→ **PASSAGE FOR REVIEW**
──────────────────────────────
Universal, Live-Attenuated, One-Shot Flu Vaccine Could Be Available Within Five Years

Scientists announced a big break in the search for a universal flu vaccine in the wake of the news that this year’s seasonal flu vaccine was only about 25 percent effective. A universal flu shot would help avoid the predicament Americans have found themselves in this year. Each year, flu vaccinologists attempt to create a flu shot based on the anticipated strain for the season, but sometimes, as was the case this season, they choose the wrong strain. The research about the potential universal, live-attenuated flu vaccine was published in the Journal of Virology.

The universal flu shot that the researchers are working on would be to protect against flu illnesses from influenza A, according to Medical News Today, and will help to prevent pandemic flu situations. While this universal flu shot would be expected to protect against a broad range of influenza A viruses, unfortunately, it would not protect against influenza B, as IFLScience pointed out.

The big break came from researchers at McMaster University and the Icahn School of Medicine at Mount Sinai, and it could mean that instead of yearly shots against the flu, people could be given just one flu shot, one time, and it would work universally, even when the virus mutates. The team isolated antibodies that were universal. They even found the antibodies in their natural setting: human blood.
──────────────────────────────
→ **EXERCISE DATA**
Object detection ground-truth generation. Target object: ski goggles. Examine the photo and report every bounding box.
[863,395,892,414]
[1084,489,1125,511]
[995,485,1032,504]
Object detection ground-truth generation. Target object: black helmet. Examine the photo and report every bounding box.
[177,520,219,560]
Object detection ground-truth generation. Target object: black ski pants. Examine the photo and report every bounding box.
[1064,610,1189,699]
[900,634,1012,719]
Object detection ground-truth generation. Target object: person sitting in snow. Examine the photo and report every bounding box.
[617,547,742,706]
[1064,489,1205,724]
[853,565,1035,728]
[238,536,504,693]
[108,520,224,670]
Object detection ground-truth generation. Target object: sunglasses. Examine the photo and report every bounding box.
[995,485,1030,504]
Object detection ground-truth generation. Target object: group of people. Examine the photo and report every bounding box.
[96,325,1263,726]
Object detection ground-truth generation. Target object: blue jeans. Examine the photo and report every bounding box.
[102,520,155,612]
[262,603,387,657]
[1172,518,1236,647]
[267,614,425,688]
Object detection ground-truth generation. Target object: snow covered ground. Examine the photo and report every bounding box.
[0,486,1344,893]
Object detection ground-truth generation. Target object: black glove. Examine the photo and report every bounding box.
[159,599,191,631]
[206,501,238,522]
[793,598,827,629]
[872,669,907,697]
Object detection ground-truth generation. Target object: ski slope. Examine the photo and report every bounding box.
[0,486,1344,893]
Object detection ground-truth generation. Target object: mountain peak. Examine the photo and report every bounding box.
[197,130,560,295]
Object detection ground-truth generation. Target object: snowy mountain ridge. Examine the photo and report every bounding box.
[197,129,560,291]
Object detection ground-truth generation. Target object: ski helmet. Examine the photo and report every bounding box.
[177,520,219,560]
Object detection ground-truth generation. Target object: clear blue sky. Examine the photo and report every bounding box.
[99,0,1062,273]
──────────────────────────────
According to the flu vaccine article, which type of influenza would the universal shot not protect against?

→ **EXERCISE OUTPUT**
Influenza B.